◆ Data excerpts ◆

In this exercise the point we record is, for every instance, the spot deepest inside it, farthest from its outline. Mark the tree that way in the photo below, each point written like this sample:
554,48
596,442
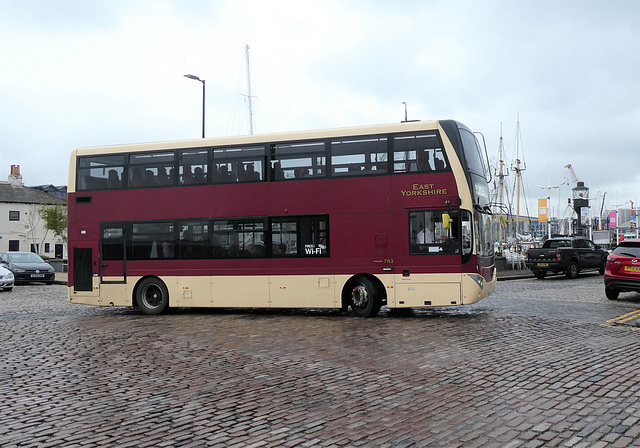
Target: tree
55,219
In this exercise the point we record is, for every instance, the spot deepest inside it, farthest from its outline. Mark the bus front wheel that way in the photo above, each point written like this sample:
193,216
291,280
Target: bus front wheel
365,299
152,296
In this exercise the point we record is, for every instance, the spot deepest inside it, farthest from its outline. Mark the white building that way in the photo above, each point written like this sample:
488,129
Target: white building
21,227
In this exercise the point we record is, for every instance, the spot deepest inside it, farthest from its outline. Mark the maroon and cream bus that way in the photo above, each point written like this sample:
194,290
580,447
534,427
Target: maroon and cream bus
394,215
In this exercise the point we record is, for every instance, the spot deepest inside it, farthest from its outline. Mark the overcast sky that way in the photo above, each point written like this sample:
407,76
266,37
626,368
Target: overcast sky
98,72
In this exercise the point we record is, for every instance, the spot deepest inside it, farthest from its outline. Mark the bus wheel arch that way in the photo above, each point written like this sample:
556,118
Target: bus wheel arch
151,295
365,294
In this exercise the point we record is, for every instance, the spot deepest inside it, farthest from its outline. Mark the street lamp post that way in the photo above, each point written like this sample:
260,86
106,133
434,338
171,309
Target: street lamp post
203,96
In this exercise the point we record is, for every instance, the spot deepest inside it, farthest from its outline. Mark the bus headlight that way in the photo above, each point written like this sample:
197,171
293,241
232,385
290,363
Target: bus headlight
478,279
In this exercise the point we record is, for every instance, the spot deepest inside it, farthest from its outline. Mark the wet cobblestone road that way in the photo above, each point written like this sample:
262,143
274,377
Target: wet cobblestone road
536,364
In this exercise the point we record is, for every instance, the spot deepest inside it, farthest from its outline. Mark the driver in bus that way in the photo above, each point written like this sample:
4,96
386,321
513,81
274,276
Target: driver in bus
427,235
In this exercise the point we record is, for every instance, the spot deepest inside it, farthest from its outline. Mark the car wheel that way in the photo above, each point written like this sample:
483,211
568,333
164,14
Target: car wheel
611,293
572,270
152,296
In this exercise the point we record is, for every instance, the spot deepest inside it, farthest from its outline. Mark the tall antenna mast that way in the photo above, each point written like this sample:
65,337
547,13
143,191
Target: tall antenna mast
249,91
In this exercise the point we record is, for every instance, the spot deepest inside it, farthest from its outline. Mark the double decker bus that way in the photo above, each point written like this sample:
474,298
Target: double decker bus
393,215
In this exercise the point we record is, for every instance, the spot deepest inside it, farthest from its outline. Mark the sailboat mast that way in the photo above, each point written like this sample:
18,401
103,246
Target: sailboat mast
518,170
249,91
501,187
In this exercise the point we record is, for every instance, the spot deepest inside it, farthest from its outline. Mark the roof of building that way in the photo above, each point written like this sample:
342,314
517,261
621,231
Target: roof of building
26,195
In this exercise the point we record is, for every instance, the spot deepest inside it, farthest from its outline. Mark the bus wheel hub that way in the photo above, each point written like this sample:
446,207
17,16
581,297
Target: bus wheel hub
359,295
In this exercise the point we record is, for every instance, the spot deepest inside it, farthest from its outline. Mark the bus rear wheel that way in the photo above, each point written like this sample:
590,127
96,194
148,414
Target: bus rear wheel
152,296
365,299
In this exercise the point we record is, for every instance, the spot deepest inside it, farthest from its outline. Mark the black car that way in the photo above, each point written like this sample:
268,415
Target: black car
28,267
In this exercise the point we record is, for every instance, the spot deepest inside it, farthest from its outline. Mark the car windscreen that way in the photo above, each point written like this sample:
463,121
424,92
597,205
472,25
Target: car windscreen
629,251
25,258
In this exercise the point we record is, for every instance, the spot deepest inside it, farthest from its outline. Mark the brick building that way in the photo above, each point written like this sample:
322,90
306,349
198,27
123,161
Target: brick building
21,227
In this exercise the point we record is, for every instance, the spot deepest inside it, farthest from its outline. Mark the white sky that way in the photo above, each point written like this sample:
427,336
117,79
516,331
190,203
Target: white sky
99,72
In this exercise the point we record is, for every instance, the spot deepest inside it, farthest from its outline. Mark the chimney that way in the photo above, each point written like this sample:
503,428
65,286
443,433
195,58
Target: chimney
15,178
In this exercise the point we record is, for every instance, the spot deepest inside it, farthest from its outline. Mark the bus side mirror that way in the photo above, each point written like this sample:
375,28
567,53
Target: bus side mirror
446,221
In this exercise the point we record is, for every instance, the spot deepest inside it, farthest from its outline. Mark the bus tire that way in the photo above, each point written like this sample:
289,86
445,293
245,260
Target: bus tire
152,296
365,298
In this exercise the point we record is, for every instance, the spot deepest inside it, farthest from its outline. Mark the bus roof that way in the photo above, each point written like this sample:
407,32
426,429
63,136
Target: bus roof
410,126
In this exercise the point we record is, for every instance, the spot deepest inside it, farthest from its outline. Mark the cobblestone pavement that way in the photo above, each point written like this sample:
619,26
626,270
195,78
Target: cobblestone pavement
536,364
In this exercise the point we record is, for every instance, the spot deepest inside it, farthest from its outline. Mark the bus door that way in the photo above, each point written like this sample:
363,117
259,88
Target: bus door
113,253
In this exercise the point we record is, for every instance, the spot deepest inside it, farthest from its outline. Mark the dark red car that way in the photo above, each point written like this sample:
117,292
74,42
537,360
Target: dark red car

◆ Exercise ◆
Copy out all of the data above word for word, leaving out the pictures.

◆ Result for this task ◆
In this exercise the point we record is, for every instance, the spot deepest inside it, farthest from its outline. Mark the tree that way in the photo below, each point written like this sample:
554,48
596,442
Target: tree
55,219
In this exercise the point we record is, for every instance, the spot deepest inside it, farthest from its outline. Mark the bus front wheel that way in the photo above, each point written like this sample:
193,216
291,280
Target: bus front wheel
365,299
152,296
In this exercise the point we record is, for every instance, the spot deepest inside it, farthest from its outline. Mark the white building that way in the photo above, each point written like this sample:
488,129
Target: white building
21,227
In this exercise the point we record is, for every instance, the spot deepest inside it, farthest from its outline. Mark the maroon and cream bus that way in the photo above, each point written like this sample:
194,290
580,447
534,427
Target: maroon and cream bus
394,215
In this exercise the point we record is, for every instance, the spot deepest inside it, farthest from its outline. Mark the overcast sky that way in the photo above, each point written like this sample:
407,76
266,37
626,368
Target: overcast sky
98,72
In this exercise the point we record is, for every instance, the spot deepest inside it, farthest from its outline. Mark the bus wheel arch that way in the photo above, each point written like this sample:
556,118
Target: bus wheel arch
151,295
365,294
In this exercise the point we record is, for every instance, the spot deepest inside it, farthest from its outline. Mark the street lamp post that way in the photo above, each point written like this sample:
260,86
106,133
434,338
171,309
Target: street lamp post
203,96
In this exercise the point we record is, for every instance, the spot deepest inside it, farthest from its outline. Mark the bus headlight that way in the photo above, each point written like this sample:
197,171
293,241
232,385
290,363
Target: bus headlight
478,279
In this exercise the point we record is, for every instance, the spot deepest inside it, farthest from its outline. Mark the wet cobblestone road that way in the photo above, each point written like this sample:
262,143
274,377
Target: wet cobblestone road
536,364
In this exercise the point we record is, for every instance, the spot deepest inside it, farthest from its outline. Mark the driver in bus that way in the photo above, each point written like this sample:
4,96
386,321
513,81
274,276
Target: driver in bus
427,235
In this exercise the point we record is, for every instance, the spot deepest inside it, farthest from its outline. Mark the car wheel that way in the photo above, each point written like this sample:
483,211
568,333
164,14
Target: car wheel
611,293
572,270
152,296
In this exercise the point we record is, for every instance, the spot deepest inside it, farthest from its outline. Mark the tall antenna mast that way in the photo above, each point written like this sample:
65,337
547,13
143,191
Target: tall antenna mast
249,91
In this exercise the point we record is, for every instance, the spot deepest inside it, farthest from its outline. Mark the double decker bus that way in the photo above, each point written like this sample:
474,298
Target: double decker bus
393,215
In this exercise the point we record is, for every instance, the spot deepest inside it, farthest from its outline. Mark the sailboat mast that way in the photo above, each point written like this sample:
18,401
103,246
Target: sailboat mast
518,170
249,91
501,187
In this exercise the point we record is, for every instance, the spot deepest inside it, farthest from its outline. Mark the roof of building that way in the photo above, each point written like this sample:
342,314
517,261
621,231
Target: roof of building
26,195
In this exercise the point we record is, for every instance, the spot deepest inside it, farthest from its outline. Mark the bus wheel hub that way in the photo above, each point written like this sample:
446,207
17,16
581,297
Target: bus wheel hub
359,295
In this exercise the point we record is, for every instance, the spot deepest inside it, farthest from its outline. Mark the bus rear wheel that way in the photo above, each point written like this sample:
590,127
96,194
148,414
Target: bus rear wheel
152,296
365,299
In this exercise the point we record is, for every instance, the spot deepest inside it, farthest from its outline. Mark the black car that way in the photo above, each point written like this sample:
268,415
Target: black car
28,267
In this exercise the point we record is, for every instance, the spot deepest inside it, farthest from its outline. Mark the car windscreen that way in the photo above, each point written like this sample:
463,121
424,92
597,205
472,25
Target: car windscreen
629,251
25,258
In this exercise the point we record is, for every instance, the spot deepest inside it, farthest from its outline. Mark the brick building that way in the photo above, each point written like this sample:
322,90
306,349
198,27
123,161
Target: brick building
21,227
In this exercise the point we record is, for every instance, the spot deepest inside it, farthest from its outline. Mark the white sky that way in the photo above, each point written like this sample:
427,336
117,79
516,331
190,203
Target: white sky
99,72
In this exercise the point we record is, for every instance, the spot deepest inside it, farthest from its outline. Mark the chimney that way in the photo above, each point written like this sample:
503,428
65,286
443,433
195,58
Target: chimney
15,178
In this exercise the point we record is, for every instance, the spot deepest inside it, farthest from its outline. Mark the bus side mirror that way in the photo above, each point written like this sample:
375,28
567,53
Target: bus side mirror
446,221
In this exercise the point we record is, for every instance, the spot deepest inside it, farthest from its outline. Mark the bus tire that way in the photo above, each point written like this sample:
289,86
445,293
245,260
Target: bus tire
152,296
365,298
In this exercise the point we record is, for every instance, the spot deepest inside it, farthest from its outline. Mark the bus roof that way in the photo above, each point written like this sample:
407,32
426,429
63,136
Target: bus roof
410,126
In this exercise the point we record is, for every instance, the spot deepest inside it, farthest from its outline. Mark the cobblestone pavement that way in the photo above, each point written like this sample:
619,26
626,270
195,78
Target: cobblestone pavement
536,364
In this exercise the point we record is, for every instance, the spot deepest inside it, farthest from its outline. Mark the bus door that way in the photo above, each point written like this sample:
363,117
259,88
Target: bus door
113,253
In this exercise the point we record is, for every instance, the spot deepest inside it, farthest from its outline. Mark the dark red car that way in the photo above, each point written like this sample:
117,292
74,42
537,360
Target: dark red car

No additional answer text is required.